The sophistication of this technology lies in its construction of a complete waste-to-energy system. Taking a complete plastic-to-oil system as an example, its workflow includes steps such as feeding, pyrolysis, condensation and separation of oil and gas, and tail gas recovery and utilization. The oil and gas generated from pyrolysis can be condensed to obtain pyrolysis oil, which can be used directly as industrial fuel or further refined. The non-condensable synthesis gas can be recovered and used to heat the equipment itself, achieving energy self-sufficiency. The solid residues can serve as low-grade fuel or industrial feedstock. Compared to direct incineration, pyrolysis inherently prevents the formation of highly toxic substances like dioxins at the source while achieving higher resource recovery value and enabling high-value applications of the pyrolysis products.

II. Industrial Benchmark: Niutech’s Global Practices and Contributions  

Transforming advanced pyrolysis technology into stable, reliable, and profitable industrial projects is a shared challenge for the industry. Chinese enterprises have played a crucial role in this regard, with Niutech standing out as a representative. The company has overcome the global challenge of achieving stable industrial continuous operation and successfully brought its solution to global markets.

Niutech’s independently developed industrial continuous pyrolysis technology and equipment for organic waste integrates core patented technologies such as anti-coking and gas-tight sealing, enabling long-term stable operation at scales of tens of thousands of tons. The technology is highly versatile and has achieved landmark results in the field of chemical recycling for waste plastics. Its intelligent pyrolysis equipment constitutes an efficient waste-to-energy system, deeply converting complex mixed waste plastics into high-quality pyrolysis oil.

# Data for analysis
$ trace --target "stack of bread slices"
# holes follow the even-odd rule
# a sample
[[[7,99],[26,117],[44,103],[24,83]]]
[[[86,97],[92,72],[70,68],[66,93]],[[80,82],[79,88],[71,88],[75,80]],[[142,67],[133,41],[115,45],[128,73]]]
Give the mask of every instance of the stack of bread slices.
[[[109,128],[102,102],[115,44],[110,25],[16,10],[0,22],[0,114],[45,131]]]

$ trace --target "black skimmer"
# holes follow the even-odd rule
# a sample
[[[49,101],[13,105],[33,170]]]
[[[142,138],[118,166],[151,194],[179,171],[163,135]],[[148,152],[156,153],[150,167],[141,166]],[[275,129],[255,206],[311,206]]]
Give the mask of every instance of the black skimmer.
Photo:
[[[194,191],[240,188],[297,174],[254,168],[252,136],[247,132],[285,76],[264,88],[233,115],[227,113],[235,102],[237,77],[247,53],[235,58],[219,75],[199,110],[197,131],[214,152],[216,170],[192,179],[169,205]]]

# Exercise requirements
1/ Transcribe the stretch of the pyrolysis text from "Transforming advanced pyrolysis" through "to global markets.".
2/ Continue the pyrolysis text from where it stops.

# Answers for this exercise
1/
Transforming advanced pyrolysis technology into stable, reliable, and profitable industrial projects is a shared challenge for the industry. Chinese enterprises have played a crucial role in this regard, with Niutech standing out as a representative. The company has overcome the global challenge of achieving stable industrial continuous operation and successfully brought its solution to global markets.

2/
Niutech’s global industrial cases fully demonstrate the advancement of its technology and the maturity of its business model. Its equipment has obtained certifications including EU CE, German TÜV, ATEX explosion-proof, and ISCC International Sustainability and Carbon Certification. These certifications serve as a “passport” for its products to enter the European market, where environmental standards are stringent, and also confirm that the environmental benefits and carbon reduction contributions of its pyrolysis products have gained international authoritative recognition.

Niutech’s equipment has been exported to dozens of countries, including Germany, Denmark, Brazil, and South Korea. A landmark plastic recycling and chemical recycling project—the Danish waste plastic pyrolysis plant supported by Niutech’s technology—received investment and recognition from global chemical giant BASF. This project successfully converts waste plastics into pyrolysis oil, which is then used back in BASF’s own chemical production, achieving a closed loop from waste to chemical feedstock and serving as a model of chemical recycling.

The robust development of chemical recycling for waste plastics ultimately requires building a complete industrial chain from collection to high-value applications. This involves not only the sale of plastic-to-oil systems but also the establishment of front-end collection systems, the market absorption of downstream products, and the refinement of policy environments.

On the policy and market front, incentive mechanisms need improvement. The EU uses the R1 energy efficiency formula to quantify and determine whether a waste-to-energy facility can be classified as a “recovery” operation and explores its value within carbon trading markets. As global negotiations on a plastics treaty deepen, carbon market mechanisms mature, and technologies like those from Niutech continue to evolve, the industrial ecosystem for chemical recycling of waste plastics will become increasingly robust. This endeavor is not only about managing environmental pollution but also about the future of feedstock security for the chemical industry and the sustainability of economic development.